修改下列条目中以含有“Exercise. For every instance of the man's face”的一行开头、以含有“point(548, 209)”的一行结尾的部分（首尾两行均包括在内），将其中的“white countertop”替换为“marble countertop”，其余内容保持不变，只给出这部分。

─── 所给条目

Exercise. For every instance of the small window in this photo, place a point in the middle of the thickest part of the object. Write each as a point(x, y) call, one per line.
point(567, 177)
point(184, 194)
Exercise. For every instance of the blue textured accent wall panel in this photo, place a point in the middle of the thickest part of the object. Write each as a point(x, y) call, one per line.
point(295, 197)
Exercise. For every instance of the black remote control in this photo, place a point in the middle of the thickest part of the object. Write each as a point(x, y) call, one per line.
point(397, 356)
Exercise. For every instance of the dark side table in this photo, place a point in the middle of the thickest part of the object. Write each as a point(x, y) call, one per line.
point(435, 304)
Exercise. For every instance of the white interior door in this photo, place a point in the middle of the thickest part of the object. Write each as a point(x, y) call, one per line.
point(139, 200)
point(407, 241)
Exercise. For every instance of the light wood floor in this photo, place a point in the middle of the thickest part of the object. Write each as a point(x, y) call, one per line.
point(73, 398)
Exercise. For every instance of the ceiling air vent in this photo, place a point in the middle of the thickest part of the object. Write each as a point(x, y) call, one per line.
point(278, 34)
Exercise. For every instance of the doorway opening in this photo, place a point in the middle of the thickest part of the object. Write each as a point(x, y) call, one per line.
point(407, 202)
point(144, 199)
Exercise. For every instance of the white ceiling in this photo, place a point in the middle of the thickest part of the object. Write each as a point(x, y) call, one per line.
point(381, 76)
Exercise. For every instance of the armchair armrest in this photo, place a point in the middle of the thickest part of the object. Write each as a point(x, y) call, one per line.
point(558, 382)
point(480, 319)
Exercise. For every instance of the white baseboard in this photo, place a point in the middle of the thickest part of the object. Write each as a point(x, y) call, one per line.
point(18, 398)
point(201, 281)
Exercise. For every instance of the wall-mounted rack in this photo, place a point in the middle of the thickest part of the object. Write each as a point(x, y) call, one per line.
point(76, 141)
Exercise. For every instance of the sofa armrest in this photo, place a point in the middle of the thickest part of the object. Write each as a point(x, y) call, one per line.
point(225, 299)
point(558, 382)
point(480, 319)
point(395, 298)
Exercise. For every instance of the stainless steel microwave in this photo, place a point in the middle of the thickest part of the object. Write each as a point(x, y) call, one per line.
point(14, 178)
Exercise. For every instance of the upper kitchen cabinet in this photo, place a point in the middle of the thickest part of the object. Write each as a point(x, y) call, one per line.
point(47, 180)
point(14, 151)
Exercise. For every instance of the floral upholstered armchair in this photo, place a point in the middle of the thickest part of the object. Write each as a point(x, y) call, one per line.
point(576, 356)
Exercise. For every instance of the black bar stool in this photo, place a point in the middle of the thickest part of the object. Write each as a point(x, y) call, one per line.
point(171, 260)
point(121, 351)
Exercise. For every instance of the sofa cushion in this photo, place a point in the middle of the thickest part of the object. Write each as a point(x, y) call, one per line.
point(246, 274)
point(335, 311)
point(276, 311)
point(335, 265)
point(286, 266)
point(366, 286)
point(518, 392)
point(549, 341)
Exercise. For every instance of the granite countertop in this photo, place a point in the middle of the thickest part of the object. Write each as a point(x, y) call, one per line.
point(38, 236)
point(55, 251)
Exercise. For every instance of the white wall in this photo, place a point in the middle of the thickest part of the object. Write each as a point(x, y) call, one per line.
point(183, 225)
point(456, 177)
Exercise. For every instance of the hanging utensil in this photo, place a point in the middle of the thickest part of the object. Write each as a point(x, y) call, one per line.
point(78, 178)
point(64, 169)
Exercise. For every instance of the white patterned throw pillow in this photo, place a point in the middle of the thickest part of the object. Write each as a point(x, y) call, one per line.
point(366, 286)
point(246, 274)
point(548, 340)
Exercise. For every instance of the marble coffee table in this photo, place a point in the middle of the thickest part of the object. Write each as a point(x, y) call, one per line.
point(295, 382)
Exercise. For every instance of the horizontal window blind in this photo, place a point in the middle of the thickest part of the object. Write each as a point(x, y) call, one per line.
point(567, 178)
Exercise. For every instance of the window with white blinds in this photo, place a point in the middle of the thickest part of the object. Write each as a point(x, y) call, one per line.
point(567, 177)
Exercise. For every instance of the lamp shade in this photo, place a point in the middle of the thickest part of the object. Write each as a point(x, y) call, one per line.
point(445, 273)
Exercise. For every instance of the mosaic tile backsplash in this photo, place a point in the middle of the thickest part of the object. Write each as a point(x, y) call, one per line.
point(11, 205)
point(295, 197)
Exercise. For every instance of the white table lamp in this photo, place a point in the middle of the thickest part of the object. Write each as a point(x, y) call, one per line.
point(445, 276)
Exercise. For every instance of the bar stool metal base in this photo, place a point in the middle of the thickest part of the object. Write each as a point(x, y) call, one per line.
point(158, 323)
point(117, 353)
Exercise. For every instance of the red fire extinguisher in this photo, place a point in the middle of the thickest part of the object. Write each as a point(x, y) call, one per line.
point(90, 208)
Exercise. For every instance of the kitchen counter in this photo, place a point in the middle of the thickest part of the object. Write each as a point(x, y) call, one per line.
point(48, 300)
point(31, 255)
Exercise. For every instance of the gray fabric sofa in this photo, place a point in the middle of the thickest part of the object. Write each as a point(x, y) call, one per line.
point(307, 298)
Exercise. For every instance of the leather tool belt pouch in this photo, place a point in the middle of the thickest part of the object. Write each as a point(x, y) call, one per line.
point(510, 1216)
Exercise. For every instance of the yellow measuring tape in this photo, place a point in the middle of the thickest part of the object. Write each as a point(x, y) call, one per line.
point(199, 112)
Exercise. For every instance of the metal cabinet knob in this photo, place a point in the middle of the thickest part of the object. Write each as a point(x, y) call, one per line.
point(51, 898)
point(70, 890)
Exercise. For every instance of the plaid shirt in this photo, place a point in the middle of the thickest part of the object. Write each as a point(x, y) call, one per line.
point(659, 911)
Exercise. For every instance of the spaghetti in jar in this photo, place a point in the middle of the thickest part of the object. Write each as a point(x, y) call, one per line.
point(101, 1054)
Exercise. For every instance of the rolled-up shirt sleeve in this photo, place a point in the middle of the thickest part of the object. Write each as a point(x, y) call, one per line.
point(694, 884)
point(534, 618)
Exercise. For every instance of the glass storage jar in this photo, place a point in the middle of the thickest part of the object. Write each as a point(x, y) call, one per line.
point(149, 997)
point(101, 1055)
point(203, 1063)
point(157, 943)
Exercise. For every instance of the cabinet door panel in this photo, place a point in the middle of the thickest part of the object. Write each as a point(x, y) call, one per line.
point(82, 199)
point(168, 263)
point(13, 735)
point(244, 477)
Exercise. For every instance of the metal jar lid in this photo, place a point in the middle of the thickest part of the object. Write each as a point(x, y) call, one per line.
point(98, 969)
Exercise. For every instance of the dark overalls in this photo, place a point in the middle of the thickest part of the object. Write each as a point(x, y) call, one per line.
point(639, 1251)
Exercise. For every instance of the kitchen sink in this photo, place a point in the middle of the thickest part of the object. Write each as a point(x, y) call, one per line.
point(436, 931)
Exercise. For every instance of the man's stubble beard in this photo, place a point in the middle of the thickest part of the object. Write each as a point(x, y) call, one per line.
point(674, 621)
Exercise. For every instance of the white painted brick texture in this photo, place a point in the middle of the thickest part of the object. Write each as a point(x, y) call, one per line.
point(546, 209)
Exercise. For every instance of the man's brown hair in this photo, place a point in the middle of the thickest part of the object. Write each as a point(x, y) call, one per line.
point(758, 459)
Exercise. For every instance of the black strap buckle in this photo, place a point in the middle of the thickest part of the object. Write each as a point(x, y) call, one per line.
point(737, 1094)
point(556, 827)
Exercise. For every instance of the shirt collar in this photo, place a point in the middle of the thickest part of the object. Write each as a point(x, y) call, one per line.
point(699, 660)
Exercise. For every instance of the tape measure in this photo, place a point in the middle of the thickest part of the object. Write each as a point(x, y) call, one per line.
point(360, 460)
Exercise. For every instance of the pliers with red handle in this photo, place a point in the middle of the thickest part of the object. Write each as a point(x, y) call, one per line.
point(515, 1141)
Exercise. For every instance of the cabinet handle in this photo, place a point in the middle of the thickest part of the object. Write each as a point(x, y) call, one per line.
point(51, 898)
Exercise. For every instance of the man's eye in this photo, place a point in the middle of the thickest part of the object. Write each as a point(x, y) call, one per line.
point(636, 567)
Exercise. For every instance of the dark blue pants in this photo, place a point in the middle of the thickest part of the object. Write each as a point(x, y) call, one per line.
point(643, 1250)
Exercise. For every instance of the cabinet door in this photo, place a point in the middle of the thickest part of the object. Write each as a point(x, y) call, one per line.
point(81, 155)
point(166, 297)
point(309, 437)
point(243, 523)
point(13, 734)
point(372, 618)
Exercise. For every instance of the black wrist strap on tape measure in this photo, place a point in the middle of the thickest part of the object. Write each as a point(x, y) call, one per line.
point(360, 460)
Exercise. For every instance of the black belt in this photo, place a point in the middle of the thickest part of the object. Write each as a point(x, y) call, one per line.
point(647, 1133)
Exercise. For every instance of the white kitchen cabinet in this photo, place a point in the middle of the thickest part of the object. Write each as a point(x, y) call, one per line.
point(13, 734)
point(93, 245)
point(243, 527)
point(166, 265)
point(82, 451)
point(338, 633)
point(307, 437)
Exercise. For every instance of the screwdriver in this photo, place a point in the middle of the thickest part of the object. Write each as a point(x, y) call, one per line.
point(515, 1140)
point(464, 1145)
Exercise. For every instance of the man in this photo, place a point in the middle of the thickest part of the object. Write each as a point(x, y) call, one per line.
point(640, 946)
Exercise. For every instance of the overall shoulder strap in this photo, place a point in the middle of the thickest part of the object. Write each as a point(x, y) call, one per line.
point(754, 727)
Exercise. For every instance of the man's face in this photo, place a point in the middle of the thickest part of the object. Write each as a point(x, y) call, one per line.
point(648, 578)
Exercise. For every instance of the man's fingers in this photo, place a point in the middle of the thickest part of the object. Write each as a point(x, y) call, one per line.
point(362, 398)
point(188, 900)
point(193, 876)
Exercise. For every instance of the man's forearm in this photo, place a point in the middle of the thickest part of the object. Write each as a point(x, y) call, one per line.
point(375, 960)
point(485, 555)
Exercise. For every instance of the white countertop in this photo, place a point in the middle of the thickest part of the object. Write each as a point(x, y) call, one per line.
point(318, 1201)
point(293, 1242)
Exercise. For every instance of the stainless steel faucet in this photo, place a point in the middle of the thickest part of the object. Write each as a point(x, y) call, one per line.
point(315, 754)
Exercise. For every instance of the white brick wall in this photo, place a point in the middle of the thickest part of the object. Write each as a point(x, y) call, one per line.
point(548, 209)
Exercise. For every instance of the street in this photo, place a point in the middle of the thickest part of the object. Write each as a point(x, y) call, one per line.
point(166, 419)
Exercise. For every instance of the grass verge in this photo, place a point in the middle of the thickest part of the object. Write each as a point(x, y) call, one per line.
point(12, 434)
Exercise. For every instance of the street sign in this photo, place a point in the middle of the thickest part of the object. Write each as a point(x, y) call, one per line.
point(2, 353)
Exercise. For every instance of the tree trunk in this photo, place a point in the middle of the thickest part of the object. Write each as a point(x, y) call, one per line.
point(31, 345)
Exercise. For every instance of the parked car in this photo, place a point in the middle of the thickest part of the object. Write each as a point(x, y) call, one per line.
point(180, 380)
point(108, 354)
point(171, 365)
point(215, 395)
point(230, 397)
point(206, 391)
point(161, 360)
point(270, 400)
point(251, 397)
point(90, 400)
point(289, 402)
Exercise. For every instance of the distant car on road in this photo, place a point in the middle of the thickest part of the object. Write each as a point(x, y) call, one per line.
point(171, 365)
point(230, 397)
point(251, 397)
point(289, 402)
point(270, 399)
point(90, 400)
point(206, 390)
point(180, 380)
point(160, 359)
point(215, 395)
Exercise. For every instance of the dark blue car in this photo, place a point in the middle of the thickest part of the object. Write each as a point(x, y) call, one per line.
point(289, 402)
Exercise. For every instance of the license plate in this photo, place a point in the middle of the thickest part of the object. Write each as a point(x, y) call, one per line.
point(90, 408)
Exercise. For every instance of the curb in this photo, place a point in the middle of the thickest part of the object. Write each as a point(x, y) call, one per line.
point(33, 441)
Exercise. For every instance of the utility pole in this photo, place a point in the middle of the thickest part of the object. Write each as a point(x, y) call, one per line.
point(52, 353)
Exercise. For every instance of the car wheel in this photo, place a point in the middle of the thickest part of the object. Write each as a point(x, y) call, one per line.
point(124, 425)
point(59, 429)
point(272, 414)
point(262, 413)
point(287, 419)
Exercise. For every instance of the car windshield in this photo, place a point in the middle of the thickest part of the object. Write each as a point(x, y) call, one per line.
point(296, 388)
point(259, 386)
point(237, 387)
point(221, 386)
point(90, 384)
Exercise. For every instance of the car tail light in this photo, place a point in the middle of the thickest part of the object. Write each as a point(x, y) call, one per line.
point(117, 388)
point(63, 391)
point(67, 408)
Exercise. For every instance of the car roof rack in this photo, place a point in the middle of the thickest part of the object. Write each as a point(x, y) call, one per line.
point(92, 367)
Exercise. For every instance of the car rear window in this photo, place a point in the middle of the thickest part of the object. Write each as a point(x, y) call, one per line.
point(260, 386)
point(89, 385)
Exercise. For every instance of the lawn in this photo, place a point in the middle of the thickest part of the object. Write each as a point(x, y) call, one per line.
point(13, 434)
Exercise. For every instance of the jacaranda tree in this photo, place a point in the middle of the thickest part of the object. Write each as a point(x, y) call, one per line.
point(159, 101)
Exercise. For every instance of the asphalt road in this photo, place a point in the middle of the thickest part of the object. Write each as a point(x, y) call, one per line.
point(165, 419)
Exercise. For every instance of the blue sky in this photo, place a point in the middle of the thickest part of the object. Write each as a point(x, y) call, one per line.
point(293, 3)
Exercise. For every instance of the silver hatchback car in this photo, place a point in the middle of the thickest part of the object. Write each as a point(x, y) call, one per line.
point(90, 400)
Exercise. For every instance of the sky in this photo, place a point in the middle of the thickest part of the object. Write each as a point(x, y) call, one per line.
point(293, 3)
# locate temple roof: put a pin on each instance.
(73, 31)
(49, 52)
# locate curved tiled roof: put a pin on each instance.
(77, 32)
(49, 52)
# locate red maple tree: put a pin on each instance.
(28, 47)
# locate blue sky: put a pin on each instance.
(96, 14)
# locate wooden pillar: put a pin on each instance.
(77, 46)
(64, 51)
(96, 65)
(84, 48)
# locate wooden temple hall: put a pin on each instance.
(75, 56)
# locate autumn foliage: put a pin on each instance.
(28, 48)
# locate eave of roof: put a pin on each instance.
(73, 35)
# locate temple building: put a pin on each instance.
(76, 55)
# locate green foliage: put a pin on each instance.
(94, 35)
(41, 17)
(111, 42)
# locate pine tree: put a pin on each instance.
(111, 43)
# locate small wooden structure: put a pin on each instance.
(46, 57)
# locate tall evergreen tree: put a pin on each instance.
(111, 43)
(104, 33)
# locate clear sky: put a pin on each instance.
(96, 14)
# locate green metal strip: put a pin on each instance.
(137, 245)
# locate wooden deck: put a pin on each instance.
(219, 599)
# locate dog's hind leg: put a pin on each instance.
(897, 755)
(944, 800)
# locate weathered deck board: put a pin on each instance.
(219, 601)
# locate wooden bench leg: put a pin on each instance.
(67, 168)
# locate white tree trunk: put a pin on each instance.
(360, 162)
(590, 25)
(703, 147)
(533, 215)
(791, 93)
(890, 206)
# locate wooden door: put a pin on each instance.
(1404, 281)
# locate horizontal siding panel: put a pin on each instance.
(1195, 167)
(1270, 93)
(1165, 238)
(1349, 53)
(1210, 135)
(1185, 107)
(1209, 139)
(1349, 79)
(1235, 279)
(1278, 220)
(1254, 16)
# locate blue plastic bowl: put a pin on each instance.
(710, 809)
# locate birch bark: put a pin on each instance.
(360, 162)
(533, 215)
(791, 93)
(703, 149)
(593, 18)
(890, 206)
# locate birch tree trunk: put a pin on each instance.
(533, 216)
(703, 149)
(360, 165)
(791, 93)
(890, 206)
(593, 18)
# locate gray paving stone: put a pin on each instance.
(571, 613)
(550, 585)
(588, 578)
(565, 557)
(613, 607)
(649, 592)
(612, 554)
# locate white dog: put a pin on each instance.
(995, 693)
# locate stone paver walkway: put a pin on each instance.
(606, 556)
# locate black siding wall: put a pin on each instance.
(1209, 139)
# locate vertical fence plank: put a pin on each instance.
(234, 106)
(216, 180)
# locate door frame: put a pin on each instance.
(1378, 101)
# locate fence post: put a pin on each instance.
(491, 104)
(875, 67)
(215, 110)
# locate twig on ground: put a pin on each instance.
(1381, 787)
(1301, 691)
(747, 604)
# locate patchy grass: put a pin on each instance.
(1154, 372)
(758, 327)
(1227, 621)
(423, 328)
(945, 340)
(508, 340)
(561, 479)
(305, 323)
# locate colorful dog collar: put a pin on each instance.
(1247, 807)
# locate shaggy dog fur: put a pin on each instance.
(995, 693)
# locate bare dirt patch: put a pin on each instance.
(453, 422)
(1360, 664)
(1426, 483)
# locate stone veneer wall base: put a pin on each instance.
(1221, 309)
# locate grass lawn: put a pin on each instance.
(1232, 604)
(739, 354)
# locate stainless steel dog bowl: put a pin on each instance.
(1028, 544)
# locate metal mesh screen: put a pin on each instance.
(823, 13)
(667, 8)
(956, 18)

──────

# 答案
Exercise. For every instance of the man's face in this photo, place a point in the middle of the thickest part of the object. Write each as a point(x, y) call, one per line.
point(648, 578)
Exercise. For every instance of the man's fingers in this photo, place a point in the middle of the thickest part of the object. Write each as a point(x, y) call, one per line.
point(362, 398)
point(188, 900)
point(193, 876)
Exercise. For every instance of the man's forearm in this photo, place a point in the middle of the thickest part of the object. Write each as a point(x, y) call, one per line.
point(375, 960)
point(485, 555)
Exercise. For every instance of the marble countertop in this photo, place a point in the middle of the thickest part of the object. Write each as a point(x, y) call, one per line.
point(318, 1201)
point(293, 1242)
Exercise. For every instance of the stainless steel faucet in this photo, place a point in the middle of the thickest part of the object. Write each as a point(x, y) call, one per line.
point(315, 754)
Exercise. For every instance of the white brick wall in this photo, place a point in the middle of the thickest part of the object. Write each as a point(x, y) call, one per line.
point(548, 209)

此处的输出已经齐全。